## INSTRUCTIONS:
1 – Using the passage on the Hmong wedding tradition, state whether each of the following agrees with it, answering yes or no and quoting the words that decide each case: (a) the negotiation and feast are held in a reception hall; (b) the groom arrives at 5 p.m. accompanied by two negotiators; (c) the couple has been engaged for a year.
2 – Locate every line in the rows below that contains the string "laptop" and copy each such line. Matching is case-sensitive.

## PASSAGE:

Born and raised in the United States, Noah and I are what you could call a typical American couple. But we also treasure our Hmong heritage and wanted to honor our families by following the tradition that has spanned many generations. Although we’ve been engaged for a year, we can’t get married until our families give their official approval and agree on a dowry. There is no guarantee this will happen.
According to tradition, I must be at my mother’s house when the groom and his wedding party arrive, even though I no longer live there. There is no church, no reception hall—the entire negotiation process and feast will take place at my mother’s house. And so, in a 1,600-square-foot rambler, my family is prepared to jam fifty to sixty people.
At 5 p.m., my groom arrives with his best man, or phib laj, and two negotiators, or mej koob. Then his family follows, and must ask if our family is refraining from having guests. After my family allows them inside, the mej koob sing a song to start the ceremony.

## DATASET EXCERPTS:
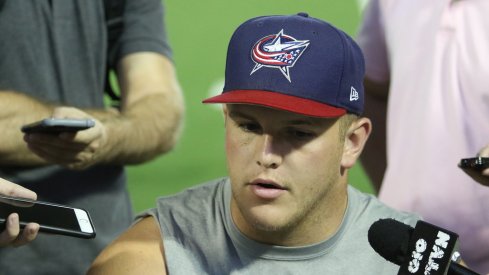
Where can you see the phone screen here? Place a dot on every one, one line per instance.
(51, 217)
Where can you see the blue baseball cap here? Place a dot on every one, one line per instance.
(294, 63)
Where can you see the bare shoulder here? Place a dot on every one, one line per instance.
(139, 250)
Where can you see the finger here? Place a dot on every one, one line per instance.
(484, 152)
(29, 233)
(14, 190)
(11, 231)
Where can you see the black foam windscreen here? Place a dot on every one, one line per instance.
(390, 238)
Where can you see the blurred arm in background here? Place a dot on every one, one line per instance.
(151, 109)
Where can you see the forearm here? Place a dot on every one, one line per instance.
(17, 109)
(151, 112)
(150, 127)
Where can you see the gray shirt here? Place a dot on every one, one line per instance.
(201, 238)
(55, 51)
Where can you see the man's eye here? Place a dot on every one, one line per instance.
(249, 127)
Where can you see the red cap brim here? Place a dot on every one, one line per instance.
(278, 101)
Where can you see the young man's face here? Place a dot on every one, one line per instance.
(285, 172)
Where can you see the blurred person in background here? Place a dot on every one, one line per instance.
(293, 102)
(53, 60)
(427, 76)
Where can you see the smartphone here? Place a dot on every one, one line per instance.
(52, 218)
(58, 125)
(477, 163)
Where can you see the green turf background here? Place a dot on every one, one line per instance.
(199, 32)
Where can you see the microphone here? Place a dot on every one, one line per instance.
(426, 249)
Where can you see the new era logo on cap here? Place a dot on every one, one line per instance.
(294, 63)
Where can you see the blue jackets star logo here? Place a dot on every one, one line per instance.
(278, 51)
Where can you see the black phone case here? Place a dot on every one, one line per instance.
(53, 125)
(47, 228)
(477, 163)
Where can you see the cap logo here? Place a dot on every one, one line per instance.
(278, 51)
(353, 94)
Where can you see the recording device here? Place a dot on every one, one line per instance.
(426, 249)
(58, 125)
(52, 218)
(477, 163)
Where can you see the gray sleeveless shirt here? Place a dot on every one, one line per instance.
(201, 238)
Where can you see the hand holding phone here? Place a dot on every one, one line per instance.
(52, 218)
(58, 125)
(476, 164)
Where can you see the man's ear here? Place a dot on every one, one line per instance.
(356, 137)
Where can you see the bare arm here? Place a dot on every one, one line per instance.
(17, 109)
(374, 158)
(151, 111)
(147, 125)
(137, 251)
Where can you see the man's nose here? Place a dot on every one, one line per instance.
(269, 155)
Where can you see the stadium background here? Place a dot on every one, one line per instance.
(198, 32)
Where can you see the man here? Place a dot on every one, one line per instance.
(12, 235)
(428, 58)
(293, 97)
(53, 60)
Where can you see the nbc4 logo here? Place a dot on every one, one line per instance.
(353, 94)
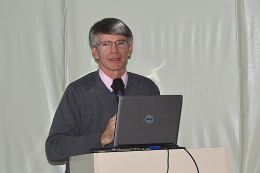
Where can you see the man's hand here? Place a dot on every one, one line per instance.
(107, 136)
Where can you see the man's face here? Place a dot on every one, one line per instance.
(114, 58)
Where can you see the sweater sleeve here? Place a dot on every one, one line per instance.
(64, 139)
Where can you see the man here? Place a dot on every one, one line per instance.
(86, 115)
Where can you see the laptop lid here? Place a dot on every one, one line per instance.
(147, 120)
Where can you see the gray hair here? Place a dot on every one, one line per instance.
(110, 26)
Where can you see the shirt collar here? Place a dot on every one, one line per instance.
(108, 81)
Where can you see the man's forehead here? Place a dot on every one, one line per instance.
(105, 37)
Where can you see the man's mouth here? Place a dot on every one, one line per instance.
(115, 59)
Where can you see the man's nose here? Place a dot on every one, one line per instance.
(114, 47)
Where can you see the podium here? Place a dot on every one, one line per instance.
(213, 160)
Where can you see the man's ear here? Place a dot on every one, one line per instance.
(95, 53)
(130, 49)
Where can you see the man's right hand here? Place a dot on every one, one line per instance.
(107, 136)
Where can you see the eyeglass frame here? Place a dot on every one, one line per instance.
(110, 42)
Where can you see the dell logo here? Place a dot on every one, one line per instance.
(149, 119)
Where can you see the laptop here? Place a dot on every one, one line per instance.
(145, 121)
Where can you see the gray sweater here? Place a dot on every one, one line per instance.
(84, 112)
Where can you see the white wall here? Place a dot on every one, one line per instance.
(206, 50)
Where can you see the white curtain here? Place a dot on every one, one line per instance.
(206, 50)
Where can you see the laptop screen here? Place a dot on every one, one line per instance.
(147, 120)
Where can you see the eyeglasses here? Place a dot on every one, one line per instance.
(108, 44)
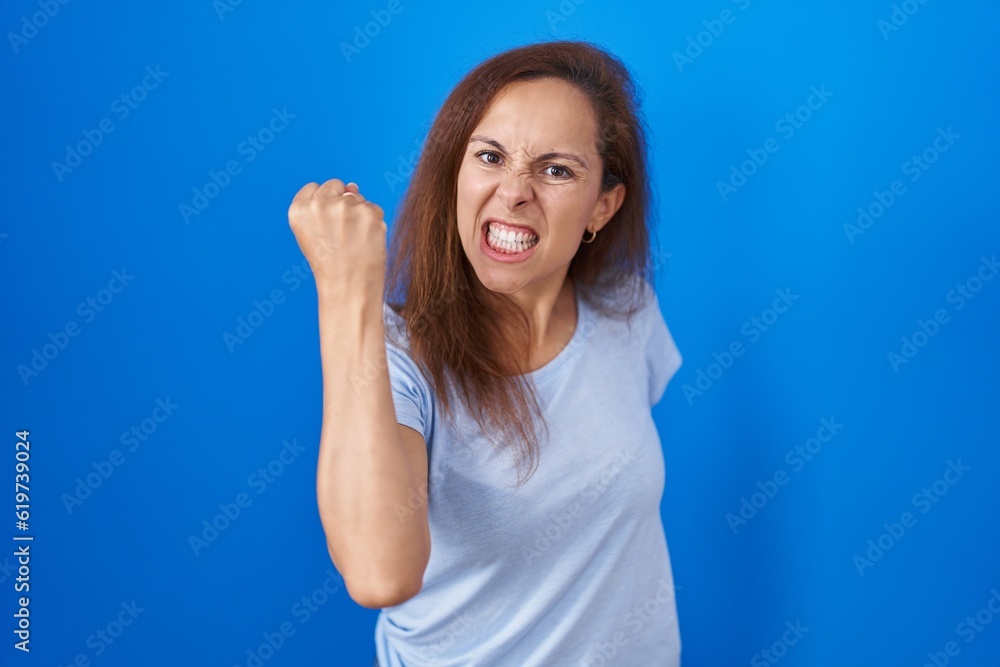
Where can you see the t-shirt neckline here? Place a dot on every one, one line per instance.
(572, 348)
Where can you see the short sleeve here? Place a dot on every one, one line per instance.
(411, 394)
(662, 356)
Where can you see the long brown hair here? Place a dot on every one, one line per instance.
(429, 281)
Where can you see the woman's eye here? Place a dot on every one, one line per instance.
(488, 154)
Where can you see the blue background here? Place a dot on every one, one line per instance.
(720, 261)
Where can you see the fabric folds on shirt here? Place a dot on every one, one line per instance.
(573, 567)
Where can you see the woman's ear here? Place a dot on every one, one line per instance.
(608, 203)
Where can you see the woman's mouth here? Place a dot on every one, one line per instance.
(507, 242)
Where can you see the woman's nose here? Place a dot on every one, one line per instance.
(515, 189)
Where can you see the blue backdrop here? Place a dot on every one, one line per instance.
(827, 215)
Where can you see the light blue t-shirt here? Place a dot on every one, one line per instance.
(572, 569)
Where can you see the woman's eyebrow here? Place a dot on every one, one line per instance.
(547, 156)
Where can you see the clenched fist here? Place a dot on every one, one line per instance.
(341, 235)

--

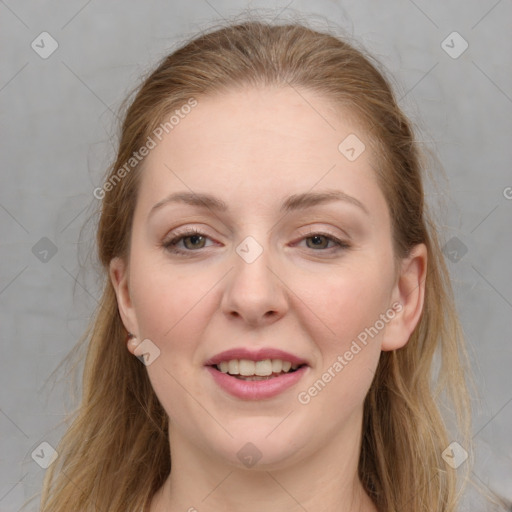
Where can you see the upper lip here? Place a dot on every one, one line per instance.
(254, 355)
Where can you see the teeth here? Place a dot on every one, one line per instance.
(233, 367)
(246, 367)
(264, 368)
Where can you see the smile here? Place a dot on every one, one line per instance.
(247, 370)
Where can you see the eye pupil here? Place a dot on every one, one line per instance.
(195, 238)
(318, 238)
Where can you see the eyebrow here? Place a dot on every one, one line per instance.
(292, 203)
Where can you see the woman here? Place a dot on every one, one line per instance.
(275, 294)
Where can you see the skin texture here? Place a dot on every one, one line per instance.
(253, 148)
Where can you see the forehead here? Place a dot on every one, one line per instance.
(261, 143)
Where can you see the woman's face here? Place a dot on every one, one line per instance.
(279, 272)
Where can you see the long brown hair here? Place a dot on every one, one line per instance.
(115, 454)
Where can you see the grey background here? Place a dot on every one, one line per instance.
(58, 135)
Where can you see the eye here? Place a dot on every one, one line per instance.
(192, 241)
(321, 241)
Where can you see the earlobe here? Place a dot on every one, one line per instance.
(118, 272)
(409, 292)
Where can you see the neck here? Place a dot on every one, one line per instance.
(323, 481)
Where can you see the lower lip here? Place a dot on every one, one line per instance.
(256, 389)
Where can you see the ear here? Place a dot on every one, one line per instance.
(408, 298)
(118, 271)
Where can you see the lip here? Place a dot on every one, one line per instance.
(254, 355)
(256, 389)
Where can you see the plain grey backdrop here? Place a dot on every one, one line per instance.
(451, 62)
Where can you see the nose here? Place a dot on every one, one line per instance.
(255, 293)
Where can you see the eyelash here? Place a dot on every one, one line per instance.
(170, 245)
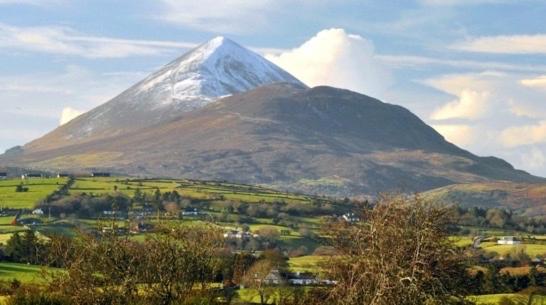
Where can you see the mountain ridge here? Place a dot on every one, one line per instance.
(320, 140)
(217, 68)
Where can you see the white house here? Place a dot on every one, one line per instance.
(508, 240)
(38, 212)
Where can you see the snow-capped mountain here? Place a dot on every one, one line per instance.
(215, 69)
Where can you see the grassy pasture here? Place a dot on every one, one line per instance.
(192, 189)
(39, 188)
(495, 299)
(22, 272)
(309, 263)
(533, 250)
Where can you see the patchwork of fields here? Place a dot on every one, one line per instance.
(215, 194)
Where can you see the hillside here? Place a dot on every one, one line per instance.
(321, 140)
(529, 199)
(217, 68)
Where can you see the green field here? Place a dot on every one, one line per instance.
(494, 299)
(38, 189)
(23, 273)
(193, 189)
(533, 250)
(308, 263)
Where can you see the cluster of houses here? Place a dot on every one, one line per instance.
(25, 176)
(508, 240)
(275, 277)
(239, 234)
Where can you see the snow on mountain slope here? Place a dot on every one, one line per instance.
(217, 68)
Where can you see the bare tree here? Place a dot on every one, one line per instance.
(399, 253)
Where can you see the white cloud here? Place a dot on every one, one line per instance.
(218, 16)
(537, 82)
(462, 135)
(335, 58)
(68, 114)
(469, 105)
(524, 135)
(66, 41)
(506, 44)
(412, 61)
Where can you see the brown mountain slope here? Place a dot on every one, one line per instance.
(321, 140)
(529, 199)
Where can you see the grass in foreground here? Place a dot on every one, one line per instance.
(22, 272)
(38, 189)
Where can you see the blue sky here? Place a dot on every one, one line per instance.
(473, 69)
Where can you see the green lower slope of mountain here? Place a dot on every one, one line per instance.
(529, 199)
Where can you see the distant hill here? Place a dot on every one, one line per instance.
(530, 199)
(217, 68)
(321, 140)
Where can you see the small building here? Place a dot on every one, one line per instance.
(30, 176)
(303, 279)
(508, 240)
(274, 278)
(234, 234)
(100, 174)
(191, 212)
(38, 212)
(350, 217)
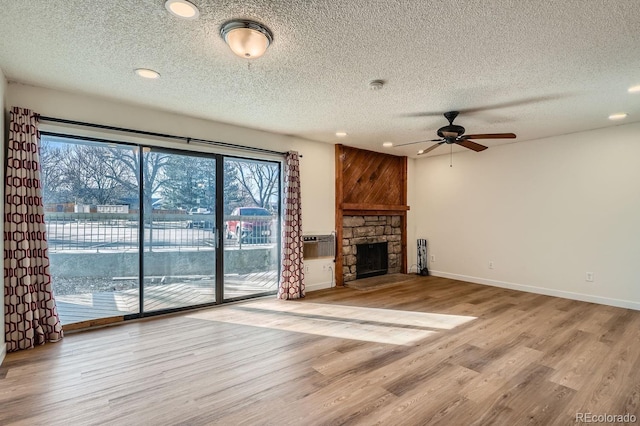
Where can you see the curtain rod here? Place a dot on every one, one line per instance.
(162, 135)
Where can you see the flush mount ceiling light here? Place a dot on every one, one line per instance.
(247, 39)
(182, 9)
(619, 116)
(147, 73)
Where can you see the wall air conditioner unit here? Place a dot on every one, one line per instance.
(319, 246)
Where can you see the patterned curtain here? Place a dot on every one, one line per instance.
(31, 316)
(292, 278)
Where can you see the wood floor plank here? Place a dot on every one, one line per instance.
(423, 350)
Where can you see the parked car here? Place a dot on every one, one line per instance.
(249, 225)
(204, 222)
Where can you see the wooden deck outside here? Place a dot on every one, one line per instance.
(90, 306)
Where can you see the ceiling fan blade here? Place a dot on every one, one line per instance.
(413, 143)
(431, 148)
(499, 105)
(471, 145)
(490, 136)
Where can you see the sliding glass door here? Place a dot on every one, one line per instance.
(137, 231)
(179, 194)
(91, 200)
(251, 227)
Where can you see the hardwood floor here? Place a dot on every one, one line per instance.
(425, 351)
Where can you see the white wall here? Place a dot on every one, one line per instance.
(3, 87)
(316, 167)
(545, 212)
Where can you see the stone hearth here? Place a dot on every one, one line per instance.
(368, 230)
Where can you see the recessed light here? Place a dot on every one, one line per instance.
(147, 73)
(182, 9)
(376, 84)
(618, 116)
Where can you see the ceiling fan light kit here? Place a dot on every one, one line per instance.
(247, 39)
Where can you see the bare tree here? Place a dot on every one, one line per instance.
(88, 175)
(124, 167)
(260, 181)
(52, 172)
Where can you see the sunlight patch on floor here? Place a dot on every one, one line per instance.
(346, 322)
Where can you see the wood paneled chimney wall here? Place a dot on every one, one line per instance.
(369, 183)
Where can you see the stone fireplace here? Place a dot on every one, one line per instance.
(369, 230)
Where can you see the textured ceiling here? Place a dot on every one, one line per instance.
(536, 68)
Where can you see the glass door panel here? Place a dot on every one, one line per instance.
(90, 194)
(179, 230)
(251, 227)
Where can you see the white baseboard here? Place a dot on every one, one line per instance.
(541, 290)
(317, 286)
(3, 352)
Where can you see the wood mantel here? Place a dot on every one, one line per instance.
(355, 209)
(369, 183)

* * *

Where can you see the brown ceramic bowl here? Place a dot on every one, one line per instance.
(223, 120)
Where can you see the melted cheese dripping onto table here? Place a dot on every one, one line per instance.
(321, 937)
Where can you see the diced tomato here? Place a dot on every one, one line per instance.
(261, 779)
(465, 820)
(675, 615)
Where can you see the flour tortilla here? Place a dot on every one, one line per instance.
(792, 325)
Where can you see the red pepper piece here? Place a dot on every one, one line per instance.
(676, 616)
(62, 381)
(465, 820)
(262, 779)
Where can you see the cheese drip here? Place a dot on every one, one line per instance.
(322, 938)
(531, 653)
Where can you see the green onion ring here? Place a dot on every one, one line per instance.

## WORKED SOLUTIONS:
1 –
(a) No: "There is no church, no reception hall—the entire negotiation process and feast will take place at my mother’s house."
(b) Yes: "At 5 p.m., my groom arrives with his best man, or phib laj, and two negotiators, or mej koob."
(c) Yes: "Although we’ve been engaged for a year"

2 –
Where can you see the laptop lid here? Place a dot on every one, one line per instance.
Where can you see the laptop here? Place a dot on every one, one line per instance.
Where can you see the laptop screen here? Place a dot on every one, one line per instance.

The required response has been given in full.